Perintah Tugas – Tulislah kelanjutan teks tentang penggeledahan oleh petugas KPK, dimulai sesudah kalimat terakhir yang tercantum.

Sutarman membenarkan keberatannya. Menurut dia, petugas KPK berbohong pada saat masuk. "Ada yang bilang penggeledahan seizin Kapolri," katanya. "Padahal tidak pernah ada." Ahmad Wiyagus mengakui ikut mempersoalkan penggeledahan. Namun dia membantah bertindak kasar.
Abraham, Bambang, dan Busyro tiba tepat tengah malam. Saat itu, negosiasi petugas KPK dengan perwira Polri menemui jalan buntu. Sebagian besar petugas yang kelelahan menghentikan penggeledahan dan duduk di salah satu ruangan. Melihat pemimpinnya datang, para petugas itu kembali bersemangat. Waktu sahur telah tiba, mereka makan bersama. Nasi dan ayam McDonald’s, juga teh kotak, jadi menu dinihari itu.
Negosiasi mentok karena polisi melarang petugas KPK mengangkut barang bukti. Muncul gagasan jalan tengah, bukti disimpan di kantor itu, lalu digembok, sementara Markas Besar Polri dan KPK masing-masing membawa satu kunci. Tapi gagasan ini ditolak petugas. Perundingan harus dilempar ke puncak: Abraham memutuskan kembali menemui Kepala Polri.
Selasa siang, Abraham dan Bambang ditemani Deputi Pengawasan Internal dan Pengaduan Masyarakat KPK Handoyo Sudrajat kembali menemui Jenderal Timur Pradopo. Anas, Suaedi, dan perwira lain hadir lagi dalam pertemuan ini. Mereka berdebat tentang kewenangan menyidik dan menggeledah perkara ini. Abraham mengambil inisiatif, mengajak Timur berbicara empat mata. Setelah itu, Timur memutuskan, satu kontainer berisi dokumen hasil penggeledahan boleh diangkut ke kantor KPK.
Menjelang malam, kontainer tiba di gedung KPK. Kotak itu dijaga petugas dari KPK dan Badan Reserse Kriminal.

Cuplikan Data –
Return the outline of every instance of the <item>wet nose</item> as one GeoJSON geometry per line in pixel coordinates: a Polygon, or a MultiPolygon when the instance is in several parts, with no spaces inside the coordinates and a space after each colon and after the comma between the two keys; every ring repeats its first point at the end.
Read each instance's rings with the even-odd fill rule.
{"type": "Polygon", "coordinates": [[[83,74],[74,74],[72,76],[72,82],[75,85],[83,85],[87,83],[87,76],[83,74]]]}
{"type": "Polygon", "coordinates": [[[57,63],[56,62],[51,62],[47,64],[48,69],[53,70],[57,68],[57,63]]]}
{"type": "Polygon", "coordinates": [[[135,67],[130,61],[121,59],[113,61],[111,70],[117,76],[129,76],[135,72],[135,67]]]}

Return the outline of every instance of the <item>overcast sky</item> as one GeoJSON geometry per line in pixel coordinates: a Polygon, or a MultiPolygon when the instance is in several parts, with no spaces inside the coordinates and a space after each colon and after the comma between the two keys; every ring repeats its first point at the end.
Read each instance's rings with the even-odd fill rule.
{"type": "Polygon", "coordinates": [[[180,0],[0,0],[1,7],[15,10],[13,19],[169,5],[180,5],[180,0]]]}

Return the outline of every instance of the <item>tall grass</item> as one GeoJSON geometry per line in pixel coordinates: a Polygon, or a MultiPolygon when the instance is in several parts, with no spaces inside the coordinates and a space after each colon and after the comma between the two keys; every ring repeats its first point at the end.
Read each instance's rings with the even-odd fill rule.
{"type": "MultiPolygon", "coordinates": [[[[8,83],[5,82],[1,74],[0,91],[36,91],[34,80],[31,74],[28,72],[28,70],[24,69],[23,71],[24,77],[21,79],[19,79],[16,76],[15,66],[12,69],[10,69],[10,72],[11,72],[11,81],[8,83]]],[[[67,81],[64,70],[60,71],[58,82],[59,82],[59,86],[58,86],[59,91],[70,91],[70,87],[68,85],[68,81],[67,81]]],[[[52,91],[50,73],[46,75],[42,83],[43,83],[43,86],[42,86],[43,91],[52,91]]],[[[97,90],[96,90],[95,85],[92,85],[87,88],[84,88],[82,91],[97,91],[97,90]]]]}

Jawaban Akhir –
Malam panjang di markas Korps Lalu Lintas itu memantik perseteruan. Rabu malam pekan lalu, setelah rapat di Direktorat Tindak Pidana Korupsi, juru bicara Markas Besar Polri, Brigjen Boy Rafli Amar, mengumumkan empat tersangka perkara yang sama. Mereka adalah Wakil Kepala Korps Lalu Lintas Brigadir Jenderal Didik Purnomo, Kepala Pengadaan Ajun Komisaris Besar Teddy Rusmawan, Bendahara Proyek Komisaris Legimo, Direktur Utama PT Inovasi Teknologi Indonesia Sukotjo S. Bambang, dan Direktur PT Citra Mandiri Metalindo Abadi, Budi Susanto. Jumat malam pekan lalu, Didik, Teddy, dan Legimo ditahan penyidik kepolisian.
Abraham menilai, polisi kebablasan. Sebab, KPK sudah lebih dulu menyidik kasus ini. Didik, Sukotjo, dan Budi juga telah ditetapkan sebagai tersangka, bersamaan dengan Djoko Susilo. Bambang Widjojanto mengatakan KPK menyelidiki kasus ini sejak 20 Januari 2012. Bagian Pengaduan Masyarakat awalnya menyelidikinya secara tertutup, dan dilanjutkan Direktorat Penyelidikan. Lalu, pada 27 Juli, KPK meningkatkan perkara ini ke tahap penyidikan.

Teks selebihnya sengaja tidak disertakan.